## Aufgabe 1
Beantworten Sie anhand des Auszugs über Protector die folgenden Fragen:
(a) Zu welchem Jahr kann Protector viele Verträge erst anpassen?
(b) Wie viel Geld verwaltet Protector laut Text?
(c) Wie hoch ist die Aktienquote bei den Anlagen aktuell?
## Aufgabe 2
Nennen Sie sämtliche Beträge, die im Auszug über Protector mit der Abkürzung „NOK“ angegeben sind.

## Textauszug
Ein Teil meiner Investmentthese ist aber, dass ich den Eindruck habe bei Protector in einen sehr ehrgeizigen und fokussierten CEO zu investieren, der auch in schwierigen Zeiten schnell die richtigen Entscheidungen trifft und der zudem durch seine eigenen Anteile (und die in seiner Familie verteilten) hoch motiviert ist mit der Firma entsprechend gute Gewinne einzufahren.
Aus diesem Grund und da die Firma umfassende Preisanpassungen angekündigt hat glaube ich, dass die Probleme mit der schlechten Schadensquote bald behoben werden. Zu beachten ist allerdings, dass Protector viele Verträge erst zum Jahr 2019 anpassen kann, und bis dahin noch auf einigen unprofitablen Verträgen sitzt. Für 2018 erwarte ich daher selbst bei stabilen Aktienmärkten nicht mehr als 1 bis 2 NOK Gewinn pro Aktie zu sehen, bei einem sich verlangsamenden Prämienwachstum.
Ab 2019 allerdings sollte sich der Gewinn dank der Preiserhöhungen aber wieder erholen, mit eventuell stagnierendem Umsatz. Ich glaube nicht, dass die etablierten Versicherungen mit ihren höheren Kosten längerfristig günstigere Verträge als Protector anbieten können und wollen, im Gegensatz leiden auch die anderen Anbieter unter den niedrigen Preisen. Nachdem im gesamten Markt eine Preiserhöhungsrunde vollzogen wurde, würde ich einen Gewinn von 5% des Prämienvolumens und 3-4% des Anlagevolumens als “normal” ansehen. Bereits mit der aktuellen Größe von Protector (10,5 Mrd NOK verwaltete Gelder, Netto-Prämieneinnahmen von geschätzt 3,3-3,5 Mrd NOK im Jahr) entspräche dies mindestens 500 Mio NOK im Jahr. Protector selbst rechnet mit schwachen Wachstumsraten in 2019 und wieder stärkeren ab 2020. Langfristig kommt also noch Wachstum hinzu.
Sollten Aktien wieder günstiger werden wird sicher auch die Aktienquote bei den Anlagen wieder steigern – aktuell liegt sie mit knapp 15% geringer als 2008 vor der Finanzkrise, so dass man dort auch nicht zu hohe Gewinne erwarten kann.
Eine Schätzung über die genaue Gewinnentwicklung der nächsten Quartale will ich aufgrund der Abhängigkeit vom Anlageergebnis nicht abgeben. Allerdings bin ich recht sicher, dass in zwei bis drei Jahren wieder Gewinne von mehr als 5 Kronen pro Aktie erzielt werden können. Außerdem rechne ich mit einer aufgrund der steigenden Ölpreise und der klugen norwegischen Verwendung der Einnahmen langfristig sehr starken und stabilen norwegischen Krone. Für Mitte der 2020er Jahre rechne ich sogar mit einem Gewinn von deutlich über 10 Kronen je Aktie und hoffe auf die Wiederaufnahme von Dividendenzahlungen. Langfristig sollte man bei den aktuellen günstigen Kursen also hoffentlich ein gutes Geschäft machen. Kurzfristig kann es natürlich noch weiter nach unten gehen, und ich habe schon eine ganze Menge in meine Protector-Aktien investiert. Daher werde ich die nächsten Tage noch abwarten um zu schauen ob ich auf dem aktuellen Niveau noch einmal weiter zukaufe.

## Vorliegende Angaben

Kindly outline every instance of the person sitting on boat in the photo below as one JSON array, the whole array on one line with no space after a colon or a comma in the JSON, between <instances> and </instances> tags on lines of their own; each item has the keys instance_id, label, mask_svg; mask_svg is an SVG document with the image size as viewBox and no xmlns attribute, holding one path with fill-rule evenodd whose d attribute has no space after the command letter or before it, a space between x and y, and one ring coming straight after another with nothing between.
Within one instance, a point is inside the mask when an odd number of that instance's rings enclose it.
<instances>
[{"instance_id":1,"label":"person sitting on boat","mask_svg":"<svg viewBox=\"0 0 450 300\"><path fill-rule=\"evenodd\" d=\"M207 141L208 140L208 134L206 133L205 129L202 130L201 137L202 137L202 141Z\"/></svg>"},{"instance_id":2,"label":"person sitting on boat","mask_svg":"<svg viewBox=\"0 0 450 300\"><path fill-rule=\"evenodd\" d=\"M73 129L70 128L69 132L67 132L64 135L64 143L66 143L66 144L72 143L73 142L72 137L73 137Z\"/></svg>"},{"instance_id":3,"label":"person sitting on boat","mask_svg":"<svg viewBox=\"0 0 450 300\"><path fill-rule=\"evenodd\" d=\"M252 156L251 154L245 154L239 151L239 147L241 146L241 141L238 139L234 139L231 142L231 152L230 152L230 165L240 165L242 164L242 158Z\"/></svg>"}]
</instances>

## Lösung 1
(a) Zum Jahr 2019.
(b) 10,5 Mrd NOK.
(c) Knapp 15%.

## Lösung 2
- 1 bis 2 NOK
- 10,5 Mrd NOK
- 3,3-3,5 Mrd NOK
- 500 Mio NOK